Powhatan Red-Cloud Owen at the ribbon cutting ceremony for the opening of the Paul and Phyllis Galanti Education Center at the Virginia War Memorial in Richmond, Virginia in September 2010.

Sense of Duty to the Land, Not the Government

Vincent Schilling
5/2/11

Powhatan Red-Cloud Owen is a Combat Veteran that served during the Vietnam War in Chu Lai, assigned to the Americal Division – 523rd Signal Battalion, 11th Infantry Regiment. As a “31-Mike,” Owen studied Multi-channel Transmission Systems and provided communications support (radio support) for the Army.

After moving to Virginia to live with his Mothers people, the Chickahominy in Charles City County at age 15 and later graduating from Samaria Indian High School, Owen began his two-year military career when he was drafted into the Army at 19 years old.

Owen remembers a memorable interaction with his father. “My dad and I were never real close. He was a traditional person with no formal education and never made a lot of fuss over anything. I remember, he took me aside and told me, ‘you’re going to be tested in the years to come, never forget who you are and where you came from, pray every day and we will pray for you,’ and then he said, ‘come home to us.’ He then simply turned and walked away. There was no embrace, no handshake. I think that would’ve been difficult for both of us, but I knew in his heart he was telling me, his youngest son that he loved me and he was sending me off to an unfamiliar land,” said Owen.

After attending basic training in Fort Dix, New Jersey and completing his 31-M training in Fort Gordon, Owen departed for Vietnam on September 19, his Mother’s birthday. After a stopover in Alaska, Owen landed in Vietnam on September 22, his wife’s birthday. After a few months in Vietnam, on December 7, Owen was injured and received burns in combat which caused him to be medevac’d out of the country.

According to Owen, “I remember laying in the hospital and a guy saying, ‘Do you know what today is?’ I didn’t realize it was Pearl Harbor Day. I said, ‘yeah, I know what today is, it’s the day I’m going home.’ I stayed in Japan for two weeks and finally got to Walter Reed on December 22. A couple days later it was Christmas. I was in the hospital from December 1968 until March 1969.”

Stored items:
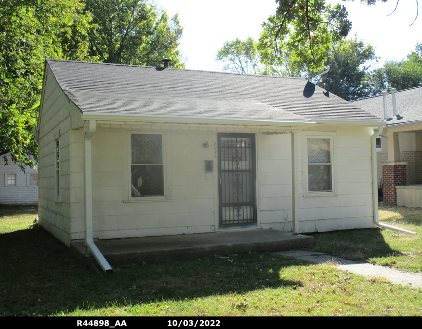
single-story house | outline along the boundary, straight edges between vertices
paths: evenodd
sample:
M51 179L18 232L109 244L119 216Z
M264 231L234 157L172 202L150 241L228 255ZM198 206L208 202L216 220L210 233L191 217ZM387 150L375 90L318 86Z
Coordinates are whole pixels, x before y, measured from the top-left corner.
M93 238L374 227L382 119L302 78L166 66L46 61L40 225L91 250Z
M0 204L38 204L38 170L26 166L24 172L7 151L0 152Z
M422 86L382 94L352 102L386 120L377 140L378 187L385 204L422 207Z

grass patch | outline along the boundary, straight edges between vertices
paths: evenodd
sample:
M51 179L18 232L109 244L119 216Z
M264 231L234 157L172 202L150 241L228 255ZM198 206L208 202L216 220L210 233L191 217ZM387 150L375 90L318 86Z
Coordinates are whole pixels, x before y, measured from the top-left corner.
M0 206L0 234L27 229L38 216L38 206Z
M26 229L31 211L19 215L27 217L22 229L0 234L7 251L0 315L422 315L421 289L274 254L212 255L94 274L42 229ZM2 214L0 222L8 217Z
M312 251L352 260L364 261L401 271L422 272L422 210L380 206L380 222L417 232L381 228L312 233Z

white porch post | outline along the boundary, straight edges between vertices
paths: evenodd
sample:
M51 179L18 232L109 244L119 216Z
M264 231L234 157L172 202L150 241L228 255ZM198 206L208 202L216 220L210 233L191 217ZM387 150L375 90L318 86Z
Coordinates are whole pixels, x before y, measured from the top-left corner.
M388 162L400 162L400 146L399 133L388 132Z
M85 203L85 248L94 255L105 272L113 269L103 256L93 240L92 226L92 164L91 140L95 133L96 123L95 120L89 120L87 128L84 128L83 135L83 180Z
M293 233L299 234L298 215L297 132L292 131L291 135L291 208Z

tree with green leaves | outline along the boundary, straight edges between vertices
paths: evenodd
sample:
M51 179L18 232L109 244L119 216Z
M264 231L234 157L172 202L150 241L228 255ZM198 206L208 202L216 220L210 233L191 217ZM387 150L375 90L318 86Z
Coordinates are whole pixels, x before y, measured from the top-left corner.
M177 49L183 28L177 15L170 18L146 1L86 0L85 11L93 15L89 30L91 56L107 63L183 68Z
M317 84L346 100L371 96L365 77L371 61L376 59L373 47L354 39L339 41L330 49L327 64L330 70Z
M46 58L89 59L90 16L78 0L3 0L0 6L0 151L34 166L33 128Z
M368 5L386 1L361 0ZM418 0L416 1L417 3ZM327 48L347 37L351 28L345 7L327 4L326 0L276 2L279 5L275 14L264 23L259 39L258 48L262 61L278 65L283 54L288 53L310 71L322 70L326 60Z
M368 83L374 95L392 88L402 90L422 85L422 44L417 43L405 60L386 61L370 74Z
M259 74L259 57L255 42L250 37L244 41L235 40L224 42L217 52L216 60L225 63L226 72L242 74Z

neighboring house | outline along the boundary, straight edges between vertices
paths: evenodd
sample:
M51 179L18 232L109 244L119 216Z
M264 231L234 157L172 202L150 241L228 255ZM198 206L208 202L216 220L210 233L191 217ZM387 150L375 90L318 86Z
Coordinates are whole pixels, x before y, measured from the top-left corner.
M384 124L301 78L48 60L39 224L68 245L373 227Z
M386 122L377 141L378 187L384 203L422 207L422 86L384 94ZM351 103L384 117L382 95Z
M0 204L38 204L38 171L27 166L24 173L9 152L0 152Z

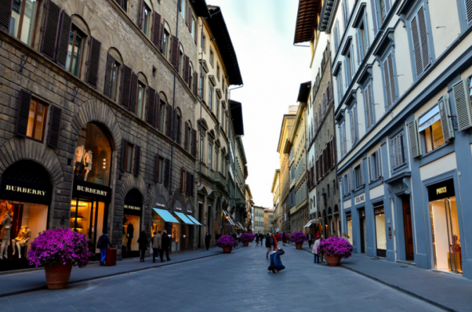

**Problems to solve:**
1. In the profile of Powhatan Red-Cloud Owen, why was Owen medevac'd out of Vietnam? Answer in one to three sentences.
2. Write out the part of the profile of Powhatan Red-Cloud Owen that runs from "After attending basic" to "of the country.", word for word.

**Results by task:**
1. Owen was medevac'd out of the country because he was injured and received burns in combat on December 7, after a few months in Vietnam.

2.
After attending basic training in Fort Dix, New Jersey and completing his 31-M training in Fort Gordon, Owen departed for Vietnam on September 19, his Mother’s birthday. After a stopover in Alaska, Owen landed in Vietnam on September 22, his wife’s birthday. After a few months in Vietnam, on December 7, Owen was injured and received burns in combat which caused him to be medevac’d out of the country.